Pull out every line in the entries below that contains the string "draw", and copy each one in full.

○ ○ ○ ○

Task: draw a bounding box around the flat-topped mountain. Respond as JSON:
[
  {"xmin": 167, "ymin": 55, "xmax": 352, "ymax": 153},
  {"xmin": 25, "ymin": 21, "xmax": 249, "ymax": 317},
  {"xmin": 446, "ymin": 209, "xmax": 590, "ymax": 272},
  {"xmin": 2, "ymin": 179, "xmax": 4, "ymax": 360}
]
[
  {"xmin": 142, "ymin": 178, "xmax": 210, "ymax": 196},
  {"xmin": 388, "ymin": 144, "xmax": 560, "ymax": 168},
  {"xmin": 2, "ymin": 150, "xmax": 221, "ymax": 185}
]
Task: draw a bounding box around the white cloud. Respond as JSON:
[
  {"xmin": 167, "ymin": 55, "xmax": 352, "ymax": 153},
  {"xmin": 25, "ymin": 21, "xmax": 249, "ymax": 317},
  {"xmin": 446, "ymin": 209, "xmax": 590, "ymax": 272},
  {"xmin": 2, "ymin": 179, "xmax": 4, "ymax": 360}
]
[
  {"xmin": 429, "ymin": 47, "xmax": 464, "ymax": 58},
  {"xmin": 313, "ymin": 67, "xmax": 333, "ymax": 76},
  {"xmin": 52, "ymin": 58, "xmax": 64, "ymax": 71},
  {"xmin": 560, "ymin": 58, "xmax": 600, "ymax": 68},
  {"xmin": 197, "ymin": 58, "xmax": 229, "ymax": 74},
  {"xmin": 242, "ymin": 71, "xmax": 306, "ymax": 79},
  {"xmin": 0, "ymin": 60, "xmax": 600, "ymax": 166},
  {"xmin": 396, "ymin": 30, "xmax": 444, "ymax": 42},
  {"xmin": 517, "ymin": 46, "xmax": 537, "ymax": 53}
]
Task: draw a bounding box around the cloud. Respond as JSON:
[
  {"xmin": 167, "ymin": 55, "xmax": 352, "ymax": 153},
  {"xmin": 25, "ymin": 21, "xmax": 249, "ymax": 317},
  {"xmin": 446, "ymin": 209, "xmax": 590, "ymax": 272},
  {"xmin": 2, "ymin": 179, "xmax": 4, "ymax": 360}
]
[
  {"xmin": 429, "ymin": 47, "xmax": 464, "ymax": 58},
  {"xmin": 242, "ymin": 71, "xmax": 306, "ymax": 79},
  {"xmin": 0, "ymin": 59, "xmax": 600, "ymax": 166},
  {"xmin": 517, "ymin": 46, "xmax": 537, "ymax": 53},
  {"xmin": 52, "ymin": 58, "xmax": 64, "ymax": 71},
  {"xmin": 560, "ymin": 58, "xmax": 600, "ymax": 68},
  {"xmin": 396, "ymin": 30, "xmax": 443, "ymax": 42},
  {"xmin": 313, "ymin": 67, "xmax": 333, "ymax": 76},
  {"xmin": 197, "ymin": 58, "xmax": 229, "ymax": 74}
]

○ ○ ○ ○

* [RESULT]
Task: draw a bounding box around the flat-topped mountain. Respond as JSON:
Task: draw a bounding box around the white cloud. Respond as JSON:
Task: draw a bounding box around the cloud. Respond as JSON:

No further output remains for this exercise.